## Prompt 1
Return the portion of the Telegram court report that runs from "Spain’s High Court" down to "court request for information.", copied word for word.
## Prompt 2
Supply the next part of the report on the Spanish court and Telegram, picking up right after its final sentence.

A Spanish judge on Monday halted his controversial order to temporarily suspend messaging app Telegram in the country pending a police report on the company (see original report below).

The judge requested more information on the characteristics of the app, as well as information on the impact that the temporary suspension would have on users. 

The National Court revoked the blocking of the app considering that it would be an ‘excessive and disproportionate’ measure.

Original full report below:

Spain’s High Court has ordered the temporary suspension of messaging app Telegram’s services in the country, after media companies complained that it was allowing users to upload their content without permission.

The use of Telegram in Spain will be temporarily suspended from Monday after a request by media firms including Atresmedia, EGEDA, Mediaset and Telefonica, in a case alleging violation of intellectual property.

Judge Santiago Pedraz of the Audencia Nacional agreed to block Telegram’s services in Spain while the claims are investigated. It will be the responsibility of mobile phone providers to block Telegram’s services, the court said.

The judge issued the order after officials in the Virgin Islands, where Telegram is registered as a business, failed to respond to a July 2023 court request for information.

In Friday’s order, the judge said it was the lack of cooperation that had led him to take this ‘precautionary measure’. The order met the principles of ‘necessity, appropriateness and proportionality’ he added.

## Provided data
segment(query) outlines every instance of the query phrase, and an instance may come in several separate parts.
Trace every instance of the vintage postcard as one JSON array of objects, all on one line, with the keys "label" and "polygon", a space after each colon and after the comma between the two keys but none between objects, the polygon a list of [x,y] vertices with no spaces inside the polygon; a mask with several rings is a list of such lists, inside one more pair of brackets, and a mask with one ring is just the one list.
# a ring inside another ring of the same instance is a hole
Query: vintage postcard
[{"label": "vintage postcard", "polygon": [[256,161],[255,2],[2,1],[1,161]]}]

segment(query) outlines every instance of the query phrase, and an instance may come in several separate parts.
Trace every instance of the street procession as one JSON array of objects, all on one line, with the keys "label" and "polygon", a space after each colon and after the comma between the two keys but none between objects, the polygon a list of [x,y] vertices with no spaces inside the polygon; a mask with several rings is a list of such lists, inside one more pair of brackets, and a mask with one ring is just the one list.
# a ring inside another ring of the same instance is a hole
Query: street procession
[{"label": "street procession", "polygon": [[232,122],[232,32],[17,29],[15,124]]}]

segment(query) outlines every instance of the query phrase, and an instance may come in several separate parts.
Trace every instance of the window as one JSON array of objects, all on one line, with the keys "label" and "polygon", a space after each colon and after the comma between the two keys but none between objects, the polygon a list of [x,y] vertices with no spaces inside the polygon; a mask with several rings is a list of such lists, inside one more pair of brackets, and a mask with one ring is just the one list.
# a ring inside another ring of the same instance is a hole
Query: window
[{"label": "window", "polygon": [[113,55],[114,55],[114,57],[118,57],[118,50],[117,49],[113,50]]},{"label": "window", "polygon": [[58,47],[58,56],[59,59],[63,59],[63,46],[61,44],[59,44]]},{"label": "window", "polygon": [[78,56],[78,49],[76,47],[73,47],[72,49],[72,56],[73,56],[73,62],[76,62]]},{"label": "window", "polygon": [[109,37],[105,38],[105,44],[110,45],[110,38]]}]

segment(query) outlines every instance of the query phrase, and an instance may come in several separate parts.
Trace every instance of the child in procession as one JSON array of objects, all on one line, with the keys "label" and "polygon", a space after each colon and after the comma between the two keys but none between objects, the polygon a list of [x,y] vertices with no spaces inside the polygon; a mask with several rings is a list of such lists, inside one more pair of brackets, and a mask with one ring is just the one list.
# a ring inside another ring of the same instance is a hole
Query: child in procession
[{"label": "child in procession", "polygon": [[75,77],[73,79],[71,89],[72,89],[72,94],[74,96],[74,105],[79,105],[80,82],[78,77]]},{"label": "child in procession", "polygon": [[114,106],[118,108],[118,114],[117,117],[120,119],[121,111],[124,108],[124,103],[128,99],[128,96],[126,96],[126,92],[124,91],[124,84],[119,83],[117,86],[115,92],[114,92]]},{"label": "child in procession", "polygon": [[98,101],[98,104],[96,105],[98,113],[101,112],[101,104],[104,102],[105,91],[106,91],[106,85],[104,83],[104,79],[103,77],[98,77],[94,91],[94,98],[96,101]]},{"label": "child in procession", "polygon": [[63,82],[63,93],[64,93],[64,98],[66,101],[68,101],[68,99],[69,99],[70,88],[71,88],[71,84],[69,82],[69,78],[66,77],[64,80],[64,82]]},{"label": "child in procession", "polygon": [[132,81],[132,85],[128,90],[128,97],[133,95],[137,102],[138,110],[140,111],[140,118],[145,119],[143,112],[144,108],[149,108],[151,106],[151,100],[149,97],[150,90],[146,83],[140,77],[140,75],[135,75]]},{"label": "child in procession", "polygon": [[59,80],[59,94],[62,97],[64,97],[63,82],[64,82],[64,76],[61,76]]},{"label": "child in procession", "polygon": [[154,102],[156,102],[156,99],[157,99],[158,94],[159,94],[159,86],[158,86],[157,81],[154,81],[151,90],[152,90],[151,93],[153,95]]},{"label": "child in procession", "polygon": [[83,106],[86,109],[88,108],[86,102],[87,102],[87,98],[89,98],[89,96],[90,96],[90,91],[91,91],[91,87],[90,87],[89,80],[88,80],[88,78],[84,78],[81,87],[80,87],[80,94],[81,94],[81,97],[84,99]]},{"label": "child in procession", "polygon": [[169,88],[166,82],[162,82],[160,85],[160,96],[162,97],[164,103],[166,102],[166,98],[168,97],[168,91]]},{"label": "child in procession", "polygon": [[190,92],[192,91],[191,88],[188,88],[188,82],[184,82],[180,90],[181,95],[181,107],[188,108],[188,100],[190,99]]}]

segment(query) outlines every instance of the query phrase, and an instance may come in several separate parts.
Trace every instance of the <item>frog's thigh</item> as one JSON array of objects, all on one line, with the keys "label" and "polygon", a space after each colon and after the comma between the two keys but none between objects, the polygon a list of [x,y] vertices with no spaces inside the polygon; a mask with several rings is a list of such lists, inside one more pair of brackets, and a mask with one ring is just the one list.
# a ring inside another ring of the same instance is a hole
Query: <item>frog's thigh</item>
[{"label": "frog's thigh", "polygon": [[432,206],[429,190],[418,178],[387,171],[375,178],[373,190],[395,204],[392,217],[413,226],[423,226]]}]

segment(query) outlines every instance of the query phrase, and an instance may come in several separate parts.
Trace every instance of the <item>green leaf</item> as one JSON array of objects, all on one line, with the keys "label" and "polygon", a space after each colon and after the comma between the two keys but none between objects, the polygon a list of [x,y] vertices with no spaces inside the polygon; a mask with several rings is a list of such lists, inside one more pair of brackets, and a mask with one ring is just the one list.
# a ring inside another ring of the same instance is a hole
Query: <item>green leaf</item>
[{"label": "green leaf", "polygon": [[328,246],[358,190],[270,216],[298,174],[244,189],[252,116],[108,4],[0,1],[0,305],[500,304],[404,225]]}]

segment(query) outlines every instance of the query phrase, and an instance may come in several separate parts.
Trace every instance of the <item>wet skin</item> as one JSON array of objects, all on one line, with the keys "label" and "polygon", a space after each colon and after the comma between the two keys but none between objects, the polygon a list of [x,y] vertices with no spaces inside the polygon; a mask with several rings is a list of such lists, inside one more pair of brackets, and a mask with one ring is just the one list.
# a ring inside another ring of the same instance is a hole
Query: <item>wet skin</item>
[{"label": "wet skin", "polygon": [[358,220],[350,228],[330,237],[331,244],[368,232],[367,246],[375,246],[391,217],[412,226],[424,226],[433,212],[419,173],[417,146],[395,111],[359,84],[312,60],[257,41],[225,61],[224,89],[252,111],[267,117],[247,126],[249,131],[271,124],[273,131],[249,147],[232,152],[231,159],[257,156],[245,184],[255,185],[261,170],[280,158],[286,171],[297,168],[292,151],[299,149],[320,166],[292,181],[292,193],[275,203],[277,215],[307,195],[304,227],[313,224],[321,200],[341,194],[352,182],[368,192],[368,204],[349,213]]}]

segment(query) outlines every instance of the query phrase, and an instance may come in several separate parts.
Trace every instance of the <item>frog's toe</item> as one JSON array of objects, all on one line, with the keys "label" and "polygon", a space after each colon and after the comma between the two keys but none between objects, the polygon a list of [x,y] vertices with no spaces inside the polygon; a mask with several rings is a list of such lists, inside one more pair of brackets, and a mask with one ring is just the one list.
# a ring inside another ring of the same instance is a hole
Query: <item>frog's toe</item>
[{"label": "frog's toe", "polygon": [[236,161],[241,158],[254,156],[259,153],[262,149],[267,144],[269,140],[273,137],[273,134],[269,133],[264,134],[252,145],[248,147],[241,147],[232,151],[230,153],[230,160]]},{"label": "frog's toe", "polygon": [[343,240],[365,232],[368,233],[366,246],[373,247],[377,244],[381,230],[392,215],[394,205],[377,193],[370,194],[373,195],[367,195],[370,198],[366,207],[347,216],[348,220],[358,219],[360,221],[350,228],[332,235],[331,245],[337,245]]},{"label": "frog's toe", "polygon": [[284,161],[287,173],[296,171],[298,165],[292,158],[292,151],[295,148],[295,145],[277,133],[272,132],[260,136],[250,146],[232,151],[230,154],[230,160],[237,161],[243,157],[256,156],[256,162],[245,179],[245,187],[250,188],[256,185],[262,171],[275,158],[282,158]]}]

## Exercise result 1
Spain’s High Court has ordered the temporary suspension of messaging app Telegram’s services in the country, after media companies complained that it was allowing users to upload their content without permission.

The use of Telegram in Spain will be temporarily suspended from Monday after a request by media firms including Atresmedia, EGEDA, Mediaset and Telefonica, in a case alleging violation of intellectual property.

Judge Santiago Pedraz of the Audencia Nacional agreed to block Telegram’s services in Spain while the claims are investigated. It will be the responsibility of mobile phone providers to block Telegram’s services, the court said.

The judge issued the order after officials in the Virgin Islands, where Telegram is registered as a business, failed to respond to a July 2023 court request for information.

## Exercise result 2
‘No other measure exists that can stop a repeat of the actions denounced,’ he argued.

Consumer rights group Facua criticised the ruling as disproportionate, warning it would cause ‘enormous damage’ to millions of users of the platform.

‘It is as if they shut down the internet because there are websites that illegally host content protected by copyright,’ said Facua’s general secretary Rubén Sánchez in a statement.

Facua expects Telegram to be progressively blocked ‘in the coming hours or days’, as telecom companies are obliged to accept the court order. The investigation is due to last a maximum of six months, until 29 September.

Telegram, created in 2013 by Russian brothers Nikolai and Pavel Durov, is an encrypted messaging platform that also allows users to set up their own channels to broadcast content. It is the fourth most-used messaging service in Spain, according to competition watchdog CNMC. It was used by nearly 19% of Spaniards surveyed by CNMC.

The company says that in 2023 it had more than 700 million monthly active users worldwide.